■ Short problem 1:
From the Segele Mine report below, list every service that IW Mining is said to have delivered to major mining houses in South Africa.

The fourth quarter kicked-off with the necessary major contracts in place for the Segele Mine, which placed the project in a good position for acceleration. Solo Resources had already completed a great deal of the process plant design and fabrication work and IW Mining was preparing to arrive at site.

As many shareholders will be aware, IW Mining has successfully delivered a wide range of services, such as conveyor belt installations, drop raise training, face advance improvements, equipment reclamation and underground mining stoping and development to a number of major mining houses in South Africa over the past seven years. During October, the first team from IW Mining was on-site and, with their boots on the ground, the company broke ground for the first time. While being overseen by company engineers, the IW team began excavation of the incline shaft excavation ("boxcut") from which ore will eventually be extracted from the deeper parts of the ore body. Towards the end of the quarter, the mining team took delivery of the first set of underground mining equipment, with the rest scheduled to arrive at the start of 2023.

With respect to the process plant, by the end of the fourth quarter Solo Resources had completed all but the last details of the design. Fabrication was very close to completion before the Christmas break. Sadly, South Africa experienced an increase in the frequency and severity of the power outages which hampered the completion of the final parts, but the fabrication was completed by the time of writing. The team at Solo placed over 50 orders with suppliers in China, Australia and Canada, along with many in South Africa – and the progress, in general, was good during the quarter. The first parts of the processing plant were received at site during December and many more were received after the quarter closed. By the publication of this report all parts of the processing plant have been shipped.

An important development for the company was the hiring of an expatriate processing plant specialist, Manie Nianaber, from South Africa. He has experience of all the major equipment and systems used in the Segele process plant. Manie will train and lead a team of Ethiopian employees to first production in the near future. Manie will recruit and train a team to run the process plant with the support of our partner companies, consultants and contractors.

■ Exercise input:

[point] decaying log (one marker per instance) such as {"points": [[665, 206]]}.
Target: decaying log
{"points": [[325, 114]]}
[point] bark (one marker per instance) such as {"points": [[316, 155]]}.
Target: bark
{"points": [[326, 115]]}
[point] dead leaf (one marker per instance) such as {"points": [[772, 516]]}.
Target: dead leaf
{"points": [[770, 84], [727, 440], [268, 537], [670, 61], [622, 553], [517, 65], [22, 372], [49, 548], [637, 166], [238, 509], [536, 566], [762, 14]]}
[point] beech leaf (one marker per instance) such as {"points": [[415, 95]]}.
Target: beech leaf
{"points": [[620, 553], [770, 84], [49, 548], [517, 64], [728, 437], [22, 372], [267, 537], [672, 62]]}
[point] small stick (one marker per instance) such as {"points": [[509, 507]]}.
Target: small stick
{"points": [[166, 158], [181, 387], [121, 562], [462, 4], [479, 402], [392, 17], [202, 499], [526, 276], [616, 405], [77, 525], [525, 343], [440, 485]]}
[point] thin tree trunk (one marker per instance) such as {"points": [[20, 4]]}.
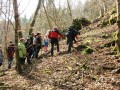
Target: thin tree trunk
{"points": [[118, 22], [17, 28], [47, 17], [34, 17]]}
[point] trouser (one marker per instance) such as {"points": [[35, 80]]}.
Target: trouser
{"points": [[22, 60], [54, 41], [28, 57], [70, 45], [10, 60]]}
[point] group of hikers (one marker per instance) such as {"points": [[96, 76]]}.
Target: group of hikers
{"points": [[30, 47]]}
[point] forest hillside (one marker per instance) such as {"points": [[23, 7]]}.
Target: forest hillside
{"points": [[93, 64]]}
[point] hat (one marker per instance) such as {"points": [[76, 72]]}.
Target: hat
{"points": [[11, 42]]}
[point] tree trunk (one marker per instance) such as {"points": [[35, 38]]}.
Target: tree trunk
{"points": [[35, 16], [17, 28], [118, 22], [47, 17]]}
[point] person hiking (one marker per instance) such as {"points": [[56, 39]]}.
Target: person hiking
{"points": [[38, 44], [1, 56], [46, 41], [32, 42], [28, 49], [71, 36], [10, 52], [22, 51], [54, 36]]}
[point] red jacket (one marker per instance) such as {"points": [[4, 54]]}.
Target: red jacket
{"points": [[55, 34]]}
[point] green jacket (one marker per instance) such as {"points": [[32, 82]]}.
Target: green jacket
{"points": [[22, 50]]}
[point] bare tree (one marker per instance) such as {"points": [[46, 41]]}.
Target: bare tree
{"points": [[35, 16], [50, 26], [17, 28], [118, 22]]}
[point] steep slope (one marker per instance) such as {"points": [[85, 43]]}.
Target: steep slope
{"points": [[75, 71]]}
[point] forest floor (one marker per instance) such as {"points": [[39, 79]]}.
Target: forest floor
{"points": [[99, 70]]}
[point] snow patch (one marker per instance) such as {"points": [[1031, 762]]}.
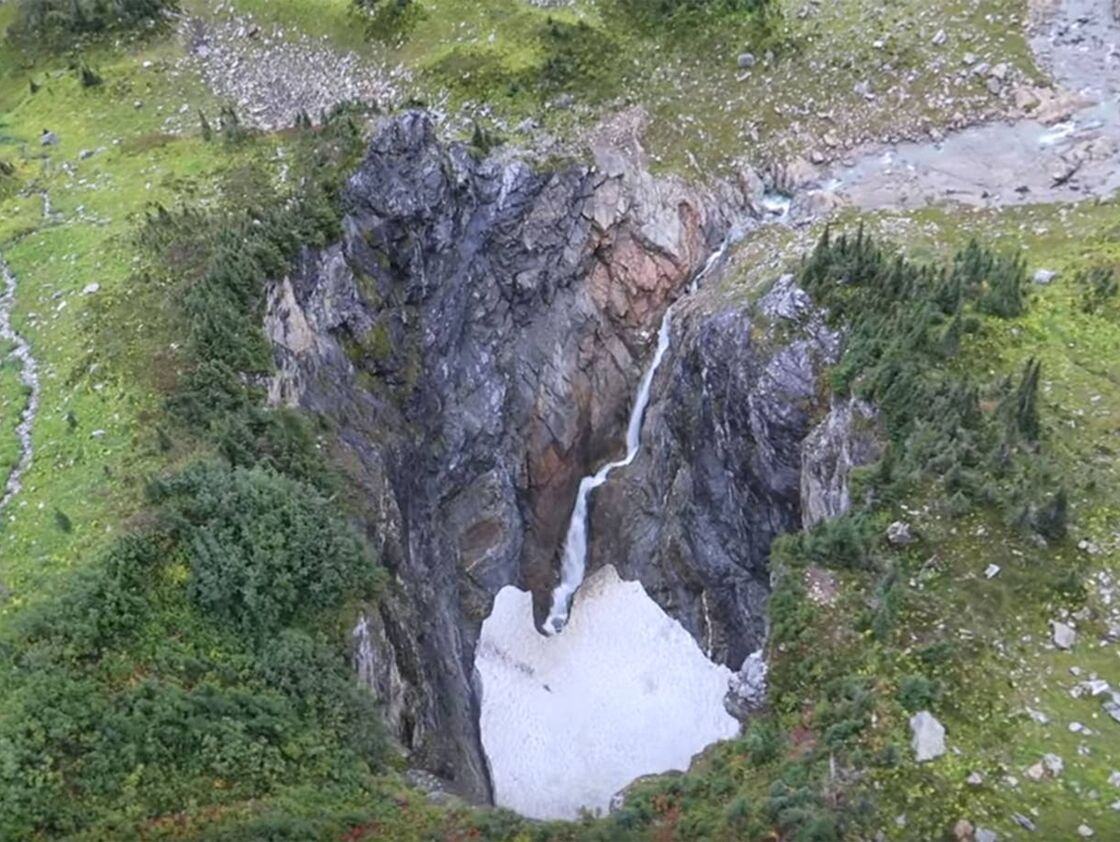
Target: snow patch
{"points": [[569, 720]]}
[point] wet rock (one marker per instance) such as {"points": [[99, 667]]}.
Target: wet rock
{"points": [[927, 737], [475, 338], [693, 516], [1063, 635]]}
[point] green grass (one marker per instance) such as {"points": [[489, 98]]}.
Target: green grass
{"points": [[999, 661], [12, 401]]}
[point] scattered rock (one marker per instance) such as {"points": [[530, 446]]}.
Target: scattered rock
{"points": [[1023, 821], [1112, 707], [1053, 764], [1064, 635], [899, 534], [929, 739]]}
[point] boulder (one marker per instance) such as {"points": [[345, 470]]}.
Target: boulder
{"points": [[899, 533], [848, 437], [927, 737], [1064, 635], [747, 689]]}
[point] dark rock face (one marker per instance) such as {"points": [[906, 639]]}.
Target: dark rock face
{"points": [[473, 346], [720, 473]]}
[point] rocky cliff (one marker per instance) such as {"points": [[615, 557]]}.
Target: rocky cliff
{"points": [[719, 476], [472, 347]]}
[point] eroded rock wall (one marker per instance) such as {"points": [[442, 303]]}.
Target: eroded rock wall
{"points": [[472, 347]]}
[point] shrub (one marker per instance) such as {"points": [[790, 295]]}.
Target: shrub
{"points": [[264, 550]]}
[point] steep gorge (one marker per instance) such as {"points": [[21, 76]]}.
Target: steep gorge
{"points": [[473, 344]]}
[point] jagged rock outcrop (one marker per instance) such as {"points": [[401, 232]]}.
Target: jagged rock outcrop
{"points": [[849, 437], [719, 477], [472, 347]]}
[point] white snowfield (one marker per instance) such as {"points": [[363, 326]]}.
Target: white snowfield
{"points": [[569, 720]]}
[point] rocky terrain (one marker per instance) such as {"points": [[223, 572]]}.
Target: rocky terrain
{"points": [[469, 348]]}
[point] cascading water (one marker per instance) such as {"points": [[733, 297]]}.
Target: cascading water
{"points": [[567, 720], [574, 564]]}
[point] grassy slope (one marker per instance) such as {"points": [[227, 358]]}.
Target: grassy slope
{"points": [[102, 355], [1002, 661], [705, 112]]}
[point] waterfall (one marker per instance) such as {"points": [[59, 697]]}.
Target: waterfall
{"points": [[574, 564]]}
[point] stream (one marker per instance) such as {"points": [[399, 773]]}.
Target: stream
{"points": [[28, 375], [571, 717], [1027, 161]]}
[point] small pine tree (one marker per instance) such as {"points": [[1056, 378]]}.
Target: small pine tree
{"points": [[1026, 402], [1052, 520]]}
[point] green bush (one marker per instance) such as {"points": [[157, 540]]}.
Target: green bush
{"points": [[917, 692], [266, 551]]}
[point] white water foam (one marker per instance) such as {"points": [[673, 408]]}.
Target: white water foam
{"points": [[574, 563], [569, 720]]}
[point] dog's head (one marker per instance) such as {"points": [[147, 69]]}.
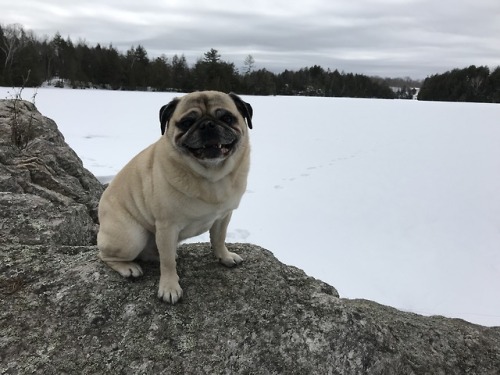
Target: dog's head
{"points": [[208, 125]]}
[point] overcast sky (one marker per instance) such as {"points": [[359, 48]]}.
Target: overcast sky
{"points": [[393, 38]]}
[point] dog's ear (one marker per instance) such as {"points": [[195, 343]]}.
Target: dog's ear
{"points": [[244, 108], [166, 113]]}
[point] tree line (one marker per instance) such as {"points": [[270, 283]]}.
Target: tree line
{"points": [[28, 60], [472, 84]]}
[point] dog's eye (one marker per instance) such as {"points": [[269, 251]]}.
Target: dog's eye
{"points": [[185, 124], [228, 119]]}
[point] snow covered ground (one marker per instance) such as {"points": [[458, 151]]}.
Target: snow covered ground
{"points": [[393, 201]]}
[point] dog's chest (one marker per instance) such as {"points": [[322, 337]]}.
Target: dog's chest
{"points": [[199, 225]]}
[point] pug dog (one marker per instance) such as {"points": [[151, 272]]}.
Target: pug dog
{"points": [[184, 184]]}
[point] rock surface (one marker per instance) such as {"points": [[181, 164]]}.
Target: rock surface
{"points": [[63, 311]]}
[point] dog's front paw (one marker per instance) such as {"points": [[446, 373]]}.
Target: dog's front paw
{"points": [[230, 259], [169, 291]]}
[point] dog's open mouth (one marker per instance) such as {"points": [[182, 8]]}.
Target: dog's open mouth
{"points": [[212, 151]]}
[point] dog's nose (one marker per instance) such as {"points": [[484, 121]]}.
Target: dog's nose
{"points": [[207, 125]]}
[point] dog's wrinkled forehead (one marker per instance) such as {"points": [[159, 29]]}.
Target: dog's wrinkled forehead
{"points": [[206, 102], [203, 102]]}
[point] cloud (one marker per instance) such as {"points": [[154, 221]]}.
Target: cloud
{"points": [[377, 37]]}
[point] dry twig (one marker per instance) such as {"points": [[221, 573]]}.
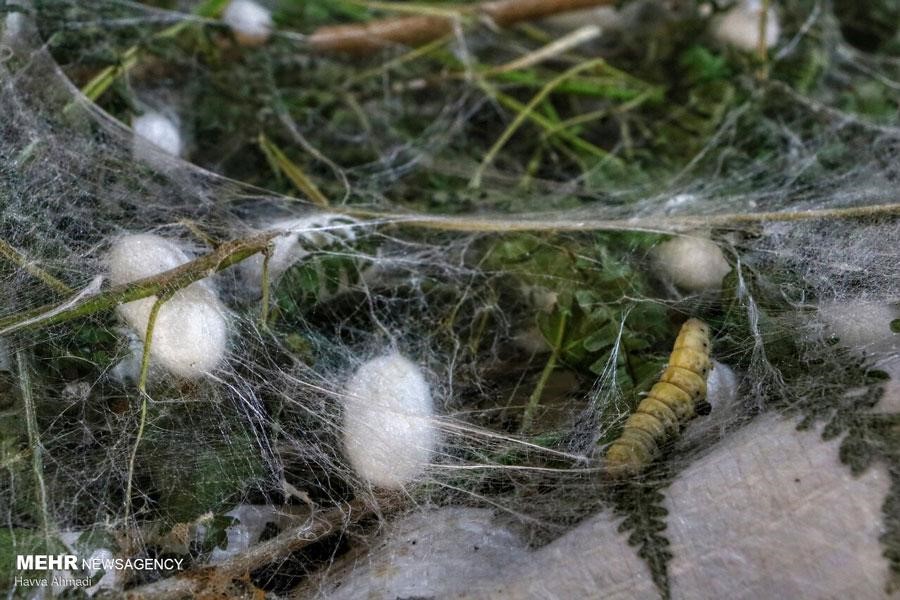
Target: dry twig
{"points": [[419, 29]]}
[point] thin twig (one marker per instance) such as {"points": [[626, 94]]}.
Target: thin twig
{"points": [[234, 251], [142, 391], [37, 447], [553, 49], [421, 28], [264, 286], [535, 399], [192, 583], [523, 114], [224, 256]]}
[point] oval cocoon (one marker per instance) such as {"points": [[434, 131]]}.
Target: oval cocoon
{"points": [[389, 434], [250, 22], [693, 264], [155, 132], [190, 337]]}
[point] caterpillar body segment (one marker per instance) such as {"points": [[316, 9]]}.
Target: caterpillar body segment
{"points": [[670, 402]]}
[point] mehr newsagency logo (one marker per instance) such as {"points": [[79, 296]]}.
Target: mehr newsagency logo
{"points": [[64, 566]]}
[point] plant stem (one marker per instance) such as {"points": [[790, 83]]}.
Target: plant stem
{"points": [[428, 25], [224, 256], [524, 113], [264, 286], [34, 441], [535, 399], [142, 391]]}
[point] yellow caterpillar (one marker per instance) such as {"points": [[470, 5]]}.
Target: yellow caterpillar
{"points": [[670, 402]]}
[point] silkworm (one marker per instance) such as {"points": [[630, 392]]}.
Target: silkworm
{"points": [[670, 402]]}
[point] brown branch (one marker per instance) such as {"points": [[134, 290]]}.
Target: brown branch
{"points": [[360, 38], [194, 583]]}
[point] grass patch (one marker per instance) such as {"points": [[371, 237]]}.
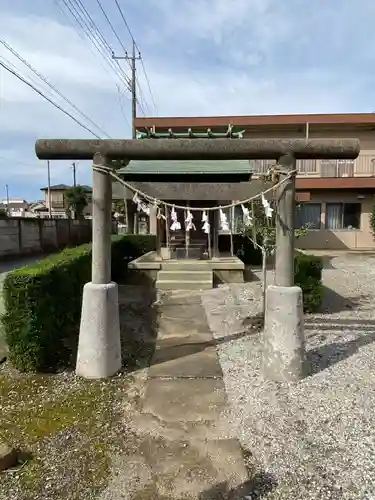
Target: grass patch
{"points": [[68, 426]]}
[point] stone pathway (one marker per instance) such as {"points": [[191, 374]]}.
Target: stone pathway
{"points": [[186, 450]]}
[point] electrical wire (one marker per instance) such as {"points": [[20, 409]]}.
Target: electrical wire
{"points": [[51, 86], [97, 40], [141, 59], [102, 37], [92, 37], [111, 25], [22, 79]]}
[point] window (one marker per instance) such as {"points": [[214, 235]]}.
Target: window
{"points": [[343, 215], [309, 214]]}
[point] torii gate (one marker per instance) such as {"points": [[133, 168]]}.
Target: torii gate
{"points": [[99, 349]]}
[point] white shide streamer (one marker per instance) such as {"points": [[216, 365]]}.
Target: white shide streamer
{"points": [[189, 224], [175, 226], [206, 224]]}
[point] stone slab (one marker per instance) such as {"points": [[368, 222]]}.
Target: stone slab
{"points": [[185, 358], [171, 327], [186, 400], [193, 311], [183, 469]]}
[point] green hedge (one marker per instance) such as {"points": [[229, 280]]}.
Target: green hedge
{"points": [[308, 275], [43, 302], [307, 271]]}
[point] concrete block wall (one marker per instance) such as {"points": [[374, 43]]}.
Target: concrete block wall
{"points": [[25, 236]]}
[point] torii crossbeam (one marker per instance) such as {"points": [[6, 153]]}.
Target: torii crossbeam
{"points": [[99, 350]]}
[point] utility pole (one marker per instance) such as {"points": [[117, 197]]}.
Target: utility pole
{"points": [[49, 190], [7, 192], [74, 174], [133, 83]]}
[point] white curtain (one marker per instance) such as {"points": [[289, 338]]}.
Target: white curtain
{"points": [[334, 216], [309, 214]]}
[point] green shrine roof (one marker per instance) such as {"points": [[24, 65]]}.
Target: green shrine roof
{"points": [[186, 167]]}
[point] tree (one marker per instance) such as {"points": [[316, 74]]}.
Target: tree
{"points": [[262, 234], [76, 198]]}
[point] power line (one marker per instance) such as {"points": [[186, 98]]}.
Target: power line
{"points": [[93, 38], [139, 52], [14, 73], [101, 45], [101, 36], [26, 63], [110, 24]]}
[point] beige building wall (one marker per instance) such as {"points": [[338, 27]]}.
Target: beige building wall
{"points": [[351, 239]]}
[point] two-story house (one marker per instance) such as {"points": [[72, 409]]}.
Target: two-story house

■ Short problem 2:
Select each line of the listing above that contains the string "forehead".

■ Task response 1:
- Conveyor belt installations
- Drop raise training
- Face advance improvements
- Equipment reclamation
- Underground mining stoping and development

■ Task response 2:
[point] dog's wrinkled forehead (one marker per instance) such as {"points": [[159, 29]]}.
Target: dog's wrinkled forehead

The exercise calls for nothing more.